Check your understanding:
a – Could you echo the election season passage word for word, everything from "One tool we" down to "on your ballot."?
b – What comes next in the election voter guide text? Proceed with it from the point where it stops.

Exercise passage:
It’s election season. And, that means we are all bombarded with information. To be sure, there is much to decide–everything from candidates for public office (federal, state, local), to judges (in the three most populous counties the vote is whether judges should be retained in office), to ballot propositions (laws and ordinances proposed for direct adoption by the voters).
There’s a lot at stake. How do you plan to cast an informed vote?
One tool we recommend highly is www.azvoterguide.com. Our friends at Center for Arizona Policy have surveyed the candidates on a variety of important issues. You can review candidate responses–or, if they elected not to respond, you can view their public position. The website allows you to customize a voter guide for you, focusing on the local candidates and issues that appear on your ballot.

Dataset extract:
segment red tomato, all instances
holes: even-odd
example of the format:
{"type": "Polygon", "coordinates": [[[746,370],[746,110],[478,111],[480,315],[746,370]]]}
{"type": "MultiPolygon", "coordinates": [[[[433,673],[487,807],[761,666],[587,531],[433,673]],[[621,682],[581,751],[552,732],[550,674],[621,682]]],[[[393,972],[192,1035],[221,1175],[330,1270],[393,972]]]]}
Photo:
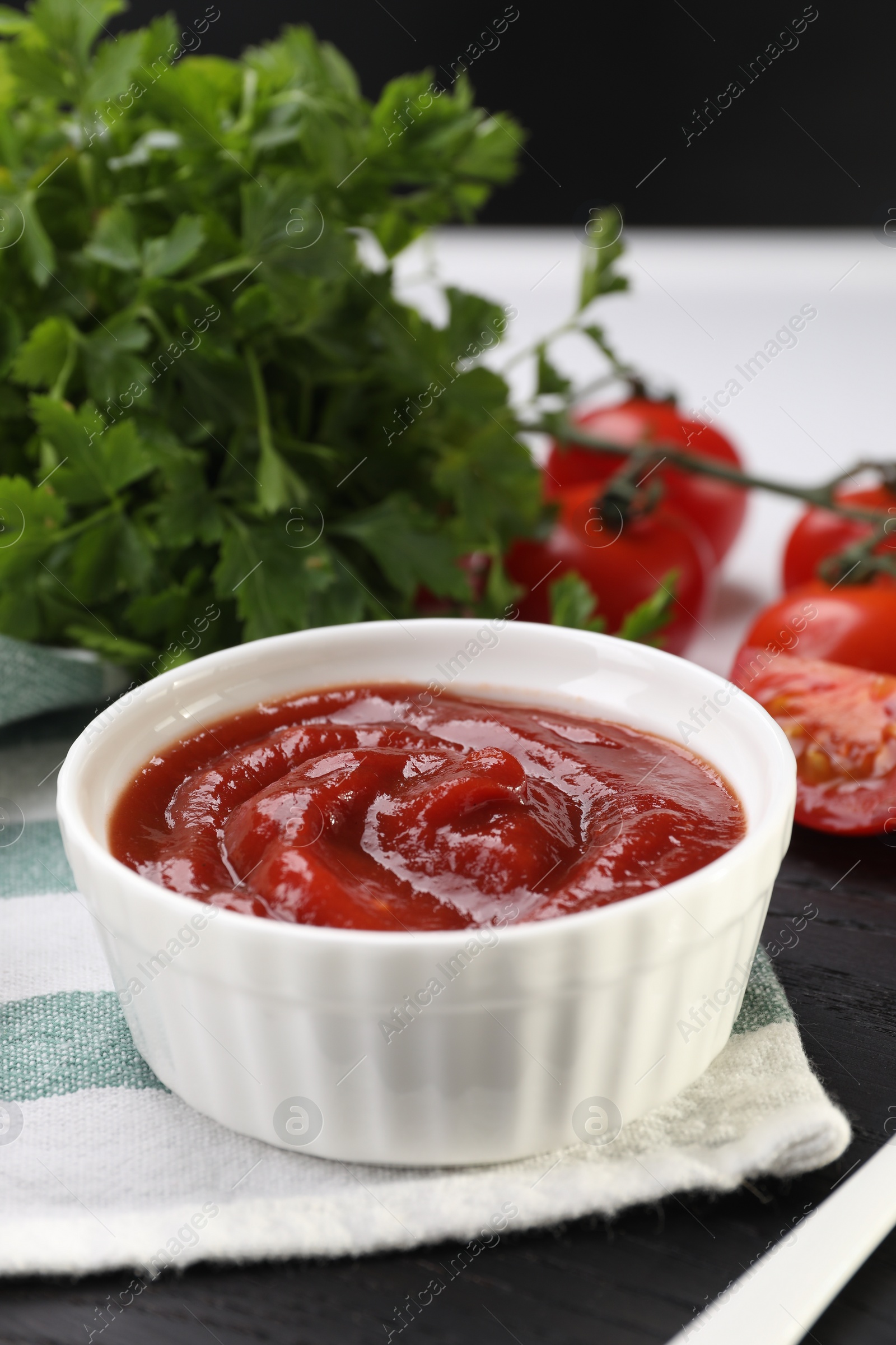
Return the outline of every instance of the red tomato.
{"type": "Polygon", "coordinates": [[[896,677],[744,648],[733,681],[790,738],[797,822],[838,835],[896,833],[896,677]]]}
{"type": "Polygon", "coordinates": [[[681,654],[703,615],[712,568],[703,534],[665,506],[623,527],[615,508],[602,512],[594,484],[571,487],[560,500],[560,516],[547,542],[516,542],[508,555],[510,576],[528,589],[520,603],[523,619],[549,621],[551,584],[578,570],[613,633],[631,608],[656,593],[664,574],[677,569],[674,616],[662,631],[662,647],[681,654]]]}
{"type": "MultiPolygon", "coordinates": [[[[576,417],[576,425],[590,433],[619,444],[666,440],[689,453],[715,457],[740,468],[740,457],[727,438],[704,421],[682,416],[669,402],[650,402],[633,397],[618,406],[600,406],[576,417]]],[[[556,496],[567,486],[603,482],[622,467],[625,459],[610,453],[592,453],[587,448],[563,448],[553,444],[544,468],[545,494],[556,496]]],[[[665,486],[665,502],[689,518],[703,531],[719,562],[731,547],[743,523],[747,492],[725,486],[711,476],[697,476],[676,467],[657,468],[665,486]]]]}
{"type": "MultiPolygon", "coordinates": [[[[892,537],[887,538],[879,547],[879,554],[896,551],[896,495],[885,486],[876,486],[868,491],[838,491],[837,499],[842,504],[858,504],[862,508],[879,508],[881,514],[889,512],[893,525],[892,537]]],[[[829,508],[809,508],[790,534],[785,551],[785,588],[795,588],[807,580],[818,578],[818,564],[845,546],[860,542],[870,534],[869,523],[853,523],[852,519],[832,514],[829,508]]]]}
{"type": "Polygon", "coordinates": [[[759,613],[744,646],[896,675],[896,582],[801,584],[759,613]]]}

Responses to the tasks:
a –
One tool we recommend highly is www.azvoterguide.com. Our friends at Center for Arizona Policy have surveyed the candidates on a variety of important issues. You can review candidate responses–or, if they elected not to respond, you can view their public position. The website allows you to customize a voter guide for you, focusing on the local candidates and issues that appear on your ballot.

b –
The guide may not answer every question you have, but it is a very good starting point for your own research. Here are a couple of specific thoughts:
Judges: One of the most asked questions is: “How do I find out information about the judges that appear on the ballot?” Judges play an important, and often controversial, role in public life–but they do so in a way that is fundamentally different from elected lawmakers. Unlike elected officials, judges are forbidden from taking public positions on issues that are likely to come before them as they decide cases. This is the reason why this week Judge Amy Coney Barrett–as every nominee to the Supreme Court of the United States before her–declined to answer questions about her specific position on issues, yet readily answered questions about her judicial philosophy. When you look at the responses from judges to the survey at azvoterguide.com, you will see that many judges did not respond. Other judges responded with a statement of their judicial philosophy.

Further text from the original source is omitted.